Queer Rhetoric

INTRODUCTION  ||  DISIDENTIFICATION  ||  THEORY  ||  TECHNOLOGY  ||  QUEER RHETORIC  ||  LOGOS  ||  PATHOS  ||  ETHOS  ||  TONGUES  ||  WORKS CITED

 

But sometimes, the status quo isn’t enough. Sometimes anger, outrage, fear, and embodied boldness must intervene to break silences, to launch critique, to provoke. Indeed, Warner’s conceptualization of the public sphere as significantly “poetic” strikes us as a very queer understanding. For is it not in the poetic that we encounter the excesses of the rational, the margins of logical understanding, often brought to the center of discourses as persuasive appeal? We call this a queer understanding in the sense of “queer” that follows on the heels of the work of queer theorists and activists, who broadly understand the notion of “queering” as a deep questioning of normative understandings and practices of identity as figured on and through sexual (hetero)norms. As theorists from Michel Foucault to Judith Butler to David Halperin have made clear, our identities and modes of figuring self are dominated by discourses of normative gender and heteronormative sexuality, which discipline how we articulate both the truth of our being and the values in which we invest. The figure of the queer insists on disrupting such normative understandings, creating a space—a poetic space, as Warner might have it—to address and potentially give voice to the excesses of normalization, the excluded others, the residuals of the processes of economizing desire along “straight” and narrow pathways.

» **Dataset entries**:
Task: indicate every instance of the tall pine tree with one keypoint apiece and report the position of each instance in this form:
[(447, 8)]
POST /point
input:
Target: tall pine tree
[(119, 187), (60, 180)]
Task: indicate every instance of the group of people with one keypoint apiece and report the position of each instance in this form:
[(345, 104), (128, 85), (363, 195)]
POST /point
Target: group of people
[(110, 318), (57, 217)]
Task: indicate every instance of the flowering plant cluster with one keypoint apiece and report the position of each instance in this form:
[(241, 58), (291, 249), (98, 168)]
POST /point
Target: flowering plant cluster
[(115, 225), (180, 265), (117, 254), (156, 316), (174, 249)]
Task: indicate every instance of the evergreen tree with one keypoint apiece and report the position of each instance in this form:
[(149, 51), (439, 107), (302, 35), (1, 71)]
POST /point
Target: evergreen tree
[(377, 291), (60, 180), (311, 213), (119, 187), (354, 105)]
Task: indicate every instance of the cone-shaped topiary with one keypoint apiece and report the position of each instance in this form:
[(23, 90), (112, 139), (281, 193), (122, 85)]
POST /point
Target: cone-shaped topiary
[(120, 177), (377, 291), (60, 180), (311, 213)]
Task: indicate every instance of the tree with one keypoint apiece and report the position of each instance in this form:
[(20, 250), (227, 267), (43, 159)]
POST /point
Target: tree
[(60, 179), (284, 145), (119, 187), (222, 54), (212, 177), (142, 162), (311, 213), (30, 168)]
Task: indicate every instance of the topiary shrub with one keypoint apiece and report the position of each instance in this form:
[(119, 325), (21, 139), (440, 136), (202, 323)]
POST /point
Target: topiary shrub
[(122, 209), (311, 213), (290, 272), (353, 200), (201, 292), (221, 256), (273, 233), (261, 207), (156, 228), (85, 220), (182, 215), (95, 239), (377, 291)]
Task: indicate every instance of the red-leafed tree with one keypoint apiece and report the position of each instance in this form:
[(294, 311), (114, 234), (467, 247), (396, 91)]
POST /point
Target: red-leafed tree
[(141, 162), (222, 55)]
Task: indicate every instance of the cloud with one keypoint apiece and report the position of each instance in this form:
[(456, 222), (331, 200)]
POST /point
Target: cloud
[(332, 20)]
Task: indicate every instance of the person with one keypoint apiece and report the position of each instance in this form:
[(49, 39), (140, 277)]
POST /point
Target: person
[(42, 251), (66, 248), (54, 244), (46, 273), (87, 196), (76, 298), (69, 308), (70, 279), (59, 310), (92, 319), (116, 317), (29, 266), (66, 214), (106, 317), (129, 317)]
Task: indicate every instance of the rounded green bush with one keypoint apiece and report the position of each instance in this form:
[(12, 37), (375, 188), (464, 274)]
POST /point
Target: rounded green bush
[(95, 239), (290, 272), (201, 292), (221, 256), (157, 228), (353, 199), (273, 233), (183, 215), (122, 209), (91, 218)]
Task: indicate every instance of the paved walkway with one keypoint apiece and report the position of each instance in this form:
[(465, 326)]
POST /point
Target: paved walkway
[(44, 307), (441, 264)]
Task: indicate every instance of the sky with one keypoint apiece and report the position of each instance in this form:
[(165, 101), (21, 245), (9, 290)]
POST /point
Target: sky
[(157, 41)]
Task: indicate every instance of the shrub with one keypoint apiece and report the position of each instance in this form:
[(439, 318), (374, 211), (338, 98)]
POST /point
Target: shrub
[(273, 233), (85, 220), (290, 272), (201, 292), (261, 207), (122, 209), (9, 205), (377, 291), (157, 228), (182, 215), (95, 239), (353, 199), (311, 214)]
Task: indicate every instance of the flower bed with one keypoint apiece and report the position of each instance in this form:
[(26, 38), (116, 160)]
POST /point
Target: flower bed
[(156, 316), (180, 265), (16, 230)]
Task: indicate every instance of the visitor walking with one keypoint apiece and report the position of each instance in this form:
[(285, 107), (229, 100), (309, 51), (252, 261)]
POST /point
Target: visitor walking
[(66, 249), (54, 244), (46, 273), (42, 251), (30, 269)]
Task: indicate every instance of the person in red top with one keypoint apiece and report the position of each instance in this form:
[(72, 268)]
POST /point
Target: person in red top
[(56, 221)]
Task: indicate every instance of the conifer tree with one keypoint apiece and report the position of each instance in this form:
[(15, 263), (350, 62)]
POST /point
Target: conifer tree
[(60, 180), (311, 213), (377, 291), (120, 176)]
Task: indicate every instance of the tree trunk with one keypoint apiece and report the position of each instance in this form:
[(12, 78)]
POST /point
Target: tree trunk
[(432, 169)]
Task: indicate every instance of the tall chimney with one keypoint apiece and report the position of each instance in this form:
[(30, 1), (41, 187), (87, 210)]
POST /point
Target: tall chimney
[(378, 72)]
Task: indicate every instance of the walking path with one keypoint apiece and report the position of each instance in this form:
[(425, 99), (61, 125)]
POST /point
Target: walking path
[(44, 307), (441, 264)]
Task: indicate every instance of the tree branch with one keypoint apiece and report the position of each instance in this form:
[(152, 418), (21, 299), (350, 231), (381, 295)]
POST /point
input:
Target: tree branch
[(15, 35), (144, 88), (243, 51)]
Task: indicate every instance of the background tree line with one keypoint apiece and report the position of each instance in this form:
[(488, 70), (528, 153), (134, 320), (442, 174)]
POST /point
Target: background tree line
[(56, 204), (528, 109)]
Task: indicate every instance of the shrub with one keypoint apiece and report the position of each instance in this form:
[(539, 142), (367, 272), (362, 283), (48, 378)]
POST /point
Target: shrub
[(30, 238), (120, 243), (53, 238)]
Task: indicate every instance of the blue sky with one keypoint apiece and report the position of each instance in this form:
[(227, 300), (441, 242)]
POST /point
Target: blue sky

» **Tasks and exercises**:
**1)** According to the passage on queer rhetoric, what must sometimes intervene to break silences, launch critique, and provoke? List every item it names.
**2)** Pick up the passage on queer rhetoric from its final sentence and carry it forward.

» **Task-by-task outputs**:
**1)** anger, outrage, fear, embodied boldness

**2)**
With this theoretical backdrop in mind, we argue here that queer rhetoric names a constellation of discursive practices that emerge at different times for different groups in order to articulate resistance to regimes of sexualized normalization. Such strategies seek to remedy the impoverishment of our imaginations, of our sexual and gender imaginary, and to re-introduce into public discourse the imagination of bodies that exceed the normalizations of the juridical, political, medical culture that “fixes” things. Our particular exploration of queer rhetorical strategies emphasizes two dimensions. First, we take seriously Warner’s sense of the “poetical” nature of rhetorical play in the public sphere. To that end, we offer a brief genealogy of the emergence of poetical rhetorical practices in the public sphere in the nineteenth century. Second, we show, in a few contemporary examples, how those practices actively queer (hetero)normative understandings of rhetorical practice: ethos, logos, and pathos. Indeed, our intervention in this essay will argue that as they circulate in the public sphere, ethos, logos, and pathos (reflecting as they do Aristotle’s own ethos as it is articulated in histories of Western rhetoric) circulate in the service of heteronormativizing rhetorical strategies. We maintain the necessity of queering such normalization to create productive rhetorical space for alternative views, critical differences, and possible freedoms.